## Required tasks
A - In the commentary on Micheal Martin, with which battle was the 1916 Easter Rising commemoration twinned?
B - Translate this sentence from the commentary on Micheal Martin into Spanish: "This is passed off as the ability to see the big picture, to realize that our history is complicated and belongs to no one political party."
C - Continue the commentary on Micheal Martin from the point at which it stops.

## Source document
○ ○ ○ ○ ○

Micheal Martin and how to blur history

What is it about Irish people – or more accurately, some Irish politicians – that they are afraid to salute those men and women who fought to establish the present southern state?

The main strategy employed to navigate the 1916 Easter Rising commemoration was to twin it with the Battle of the Somme in the same year. The twinning ran like this: “Irishmen fought and died in the Easter Rising. Irishmen fought and died in the Battle of the Somme. So if we are to embrace all the children of the nation, we must honour the Irishmen and women who fought against the British army, and equally those who fought in the British army.”

This is passed off as the ability to see the big picture, to realize that our history is complicated and belongs to no one political party. Therefore we should extend equal homage to all who died.

Which is what I would call jesutical crap, except that I don’t to offend the Jesuits. One group – those who fought in the Easter Rising – sowed the seeds that led to independence for much of the country; the other group fought in an imperial war, hundreds of miles from home, and gave their lives for …what? Mother Britain? To save the world from German tyranny? Uh-uh. They gave their lives because they were hoodwinked by Redmond and others into believing they were doing something noble. In fact they were doing something bloody, obscene and futile.

And now Micheal Martin is peering ahead at the 1919-22 period, the Black and Tan War/The War of Independence. We’re being warned by the Fianna Fail leader that this period doesn’t belong to any one party, that it’s a very complicated business with many sides to it, that we must approach it in a cautious, “evidence-based” way.

○ ○ ○ ○ ○

## Information supplied

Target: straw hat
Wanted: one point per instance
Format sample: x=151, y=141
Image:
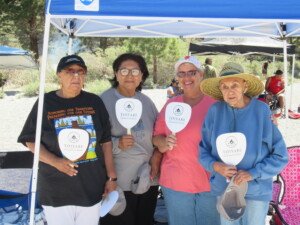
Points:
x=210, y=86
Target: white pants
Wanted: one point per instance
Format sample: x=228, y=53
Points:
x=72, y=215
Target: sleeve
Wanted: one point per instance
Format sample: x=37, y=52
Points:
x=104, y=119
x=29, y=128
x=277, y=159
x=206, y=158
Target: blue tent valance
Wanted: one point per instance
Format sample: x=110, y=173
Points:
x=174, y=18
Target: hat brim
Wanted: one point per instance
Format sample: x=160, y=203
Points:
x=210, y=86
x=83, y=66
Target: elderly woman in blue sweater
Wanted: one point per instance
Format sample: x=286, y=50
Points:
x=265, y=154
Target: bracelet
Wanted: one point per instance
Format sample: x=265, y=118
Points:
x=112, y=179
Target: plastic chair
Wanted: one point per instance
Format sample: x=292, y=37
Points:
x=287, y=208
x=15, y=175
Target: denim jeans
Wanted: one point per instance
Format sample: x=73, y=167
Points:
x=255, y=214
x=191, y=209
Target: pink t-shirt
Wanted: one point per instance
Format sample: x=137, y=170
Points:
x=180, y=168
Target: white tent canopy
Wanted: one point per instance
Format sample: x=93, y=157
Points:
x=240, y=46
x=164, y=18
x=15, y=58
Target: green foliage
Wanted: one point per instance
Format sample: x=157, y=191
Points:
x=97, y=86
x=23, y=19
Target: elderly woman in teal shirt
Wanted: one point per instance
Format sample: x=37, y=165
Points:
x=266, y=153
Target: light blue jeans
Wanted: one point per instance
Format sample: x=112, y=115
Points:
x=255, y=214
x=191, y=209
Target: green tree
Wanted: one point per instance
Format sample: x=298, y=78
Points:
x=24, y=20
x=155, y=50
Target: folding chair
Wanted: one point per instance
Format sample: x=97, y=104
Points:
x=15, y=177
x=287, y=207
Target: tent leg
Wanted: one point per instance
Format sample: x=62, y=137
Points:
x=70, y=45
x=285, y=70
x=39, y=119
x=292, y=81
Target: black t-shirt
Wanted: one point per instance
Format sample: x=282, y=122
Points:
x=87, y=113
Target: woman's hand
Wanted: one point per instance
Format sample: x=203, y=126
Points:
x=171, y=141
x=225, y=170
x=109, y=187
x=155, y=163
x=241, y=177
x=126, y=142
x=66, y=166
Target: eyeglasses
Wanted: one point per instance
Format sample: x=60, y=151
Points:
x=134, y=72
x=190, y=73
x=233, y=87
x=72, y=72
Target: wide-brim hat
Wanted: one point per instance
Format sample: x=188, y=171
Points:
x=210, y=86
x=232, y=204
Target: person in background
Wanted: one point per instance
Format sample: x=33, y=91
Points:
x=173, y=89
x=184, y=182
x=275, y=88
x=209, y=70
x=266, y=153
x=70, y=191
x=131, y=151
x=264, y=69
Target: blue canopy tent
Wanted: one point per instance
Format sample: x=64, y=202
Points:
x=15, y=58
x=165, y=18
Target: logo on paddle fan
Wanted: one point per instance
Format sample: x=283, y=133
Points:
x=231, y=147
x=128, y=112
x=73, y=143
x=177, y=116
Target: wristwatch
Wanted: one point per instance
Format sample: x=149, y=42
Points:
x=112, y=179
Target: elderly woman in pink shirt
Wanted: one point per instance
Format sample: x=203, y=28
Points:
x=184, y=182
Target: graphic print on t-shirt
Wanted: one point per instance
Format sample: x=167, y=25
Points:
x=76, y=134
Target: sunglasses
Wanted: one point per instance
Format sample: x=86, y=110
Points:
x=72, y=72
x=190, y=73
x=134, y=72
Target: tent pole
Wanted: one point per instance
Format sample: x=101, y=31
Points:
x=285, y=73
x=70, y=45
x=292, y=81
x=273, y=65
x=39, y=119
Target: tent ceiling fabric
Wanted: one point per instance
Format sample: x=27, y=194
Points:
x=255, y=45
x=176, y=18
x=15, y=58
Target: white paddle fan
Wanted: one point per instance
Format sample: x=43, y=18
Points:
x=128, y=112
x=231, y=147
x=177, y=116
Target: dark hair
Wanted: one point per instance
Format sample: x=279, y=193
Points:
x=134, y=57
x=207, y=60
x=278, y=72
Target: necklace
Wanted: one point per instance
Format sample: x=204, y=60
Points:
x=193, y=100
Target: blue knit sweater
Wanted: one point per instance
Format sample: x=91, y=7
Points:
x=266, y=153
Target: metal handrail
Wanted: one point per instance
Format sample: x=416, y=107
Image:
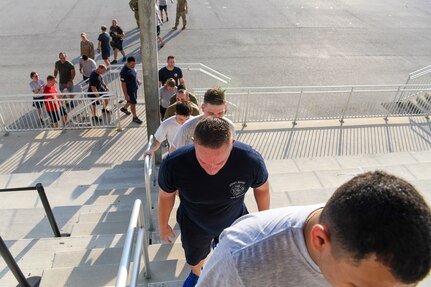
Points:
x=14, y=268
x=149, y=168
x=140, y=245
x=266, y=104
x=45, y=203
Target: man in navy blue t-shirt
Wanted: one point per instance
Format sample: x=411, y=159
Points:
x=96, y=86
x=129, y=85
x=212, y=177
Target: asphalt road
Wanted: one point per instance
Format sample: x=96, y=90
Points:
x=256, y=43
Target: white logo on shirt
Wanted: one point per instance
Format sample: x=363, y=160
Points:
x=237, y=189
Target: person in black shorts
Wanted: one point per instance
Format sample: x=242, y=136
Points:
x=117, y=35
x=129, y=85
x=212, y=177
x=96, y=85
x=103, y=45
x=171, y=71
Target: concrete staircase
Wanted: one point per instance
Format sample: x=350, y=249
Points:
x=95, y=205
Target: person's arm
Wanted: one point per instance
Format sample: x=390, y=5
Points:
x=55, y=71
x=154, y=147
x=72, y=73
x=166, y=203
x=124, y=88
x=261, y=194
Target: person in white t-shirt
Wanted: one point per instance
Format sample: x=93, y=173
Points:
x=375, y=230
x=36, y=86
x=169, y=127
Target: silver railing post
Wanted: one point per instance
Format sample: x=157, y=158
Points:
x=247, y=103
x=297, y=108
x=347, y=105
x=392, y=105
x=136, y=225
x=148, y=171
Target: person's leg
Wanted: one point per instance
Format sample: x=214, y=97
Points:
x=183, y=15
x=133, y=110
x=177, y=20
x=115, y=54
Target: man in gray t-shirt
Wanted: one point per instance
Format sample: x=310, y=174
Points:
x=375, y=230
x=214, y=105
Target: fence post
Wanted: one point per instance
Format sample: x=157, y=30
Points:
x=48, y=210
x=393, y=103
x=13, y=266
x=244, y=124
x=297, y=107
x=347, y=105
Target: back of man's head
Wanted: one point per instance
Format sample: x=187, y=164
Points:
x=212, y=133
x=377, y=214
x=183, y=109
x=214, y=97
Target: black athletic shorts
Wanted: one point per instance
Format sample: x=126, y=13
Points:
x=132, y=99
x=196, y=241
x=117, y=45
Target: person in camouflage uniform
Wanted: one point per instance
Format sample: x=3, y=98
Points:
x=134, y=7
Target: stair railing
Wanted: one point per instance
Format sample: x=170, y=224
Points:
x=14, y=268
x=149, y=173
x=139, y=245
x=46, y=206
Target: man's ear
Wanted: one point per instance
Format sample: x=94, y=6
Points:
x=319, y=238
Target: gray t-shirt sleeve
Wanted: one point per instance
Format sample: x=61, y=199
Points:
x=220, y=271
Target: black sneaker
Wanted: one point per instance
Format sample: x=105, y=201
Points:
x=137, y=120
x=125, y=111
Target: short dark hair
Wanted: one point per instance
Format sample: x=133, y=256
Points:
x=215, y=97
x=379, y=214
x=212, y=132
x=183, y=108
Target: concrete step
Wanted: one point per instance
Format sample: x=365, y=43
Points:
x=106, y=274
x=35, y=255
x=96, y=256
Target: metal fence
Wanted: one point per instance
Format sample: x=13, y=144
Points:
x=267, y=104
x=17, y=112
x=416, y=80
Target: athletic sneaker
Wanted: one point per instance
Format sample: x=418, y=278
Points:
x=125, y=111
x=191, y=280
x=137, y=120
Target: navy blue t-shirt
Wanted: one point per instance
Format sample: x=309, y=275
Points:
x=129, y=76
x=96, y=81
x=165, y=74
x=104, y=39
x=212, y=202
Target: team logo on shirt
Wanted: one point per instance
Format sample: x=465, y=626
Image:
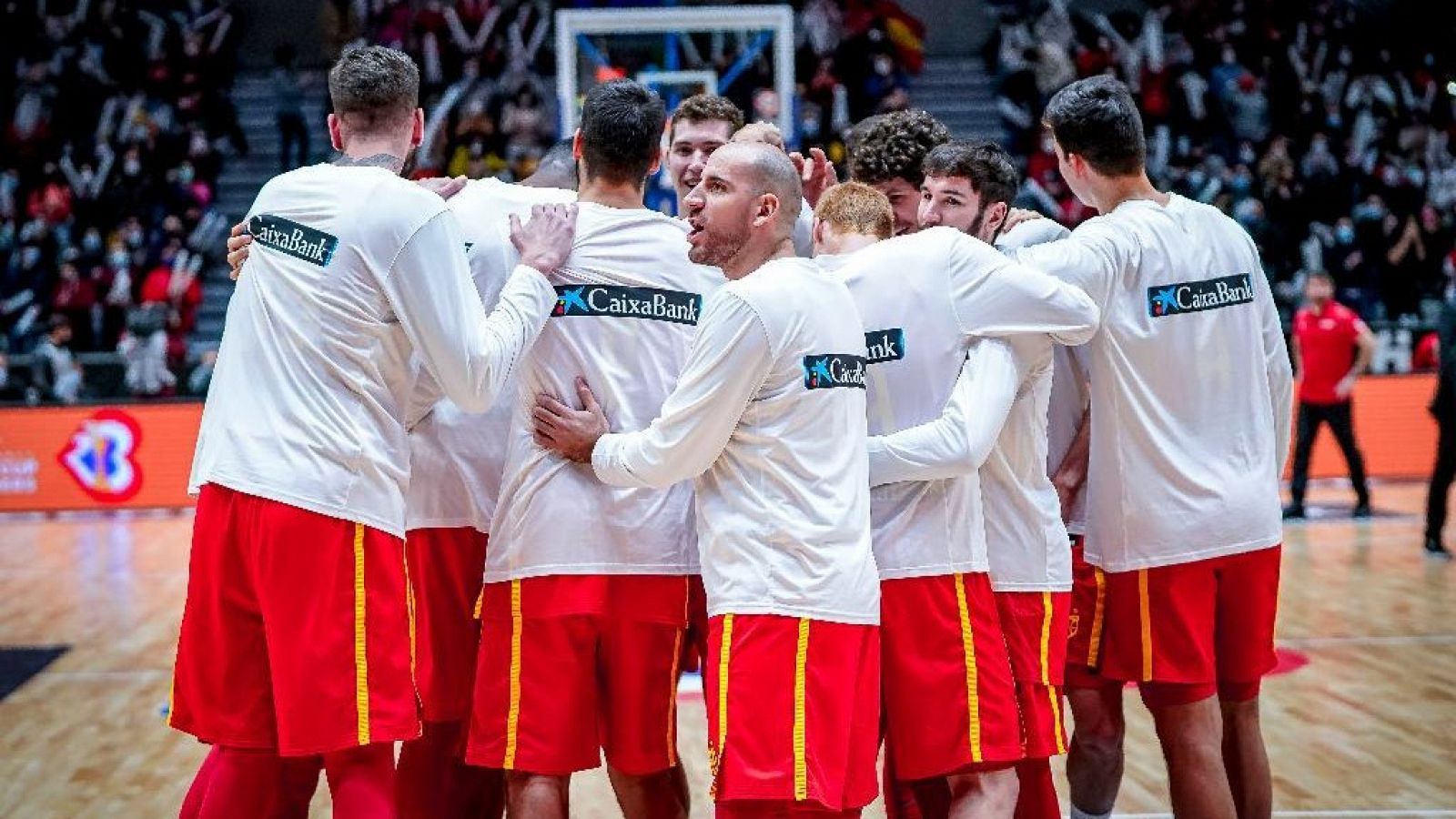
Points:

○ ○ ○ ○ ○

## Responses to the exercise
A - The Battle of the Somme.

B - Esto se hace pasar por la capacidad de ver el panorama general, de darse cuenta de que nuestra historia es complicada y no pertenece a ningún partido político.

C -
Quite right, Micheal. But please don’t try smothering the period in on-the-one-hand-on-the-other-hands. Yes, 1919-22 fits into a wider historical panorama. But that doesn’t mean that we seek out flaws, warts, carbuncles, cancers on the face of those who fought for Irish freedom then. Can you imagine the French celebrating Bastille Day by producing balancing evidence of how kind Marie Antoinette was to her ladies-in-waiting? Or how awful it must have been to be one of the royal family guillotined? Do you think the Fourth of July is trimmed and modified by emphaising how courageous the British red-coats were in the face of George Washington’s rebels? How they all deserve our respect for what happened back then?

It’s not history that’s driving Micheal and his mates to mute as much as possible the courage and achievement of men like Tom Barry and Dan Breen. It’s fear that it might mean the Irish people will see through the fraud of what was claimed as a Free State and then a Republic, and the shameful way parties like his own hid their ‘The Republican Party’ tag for some forty or fifty years.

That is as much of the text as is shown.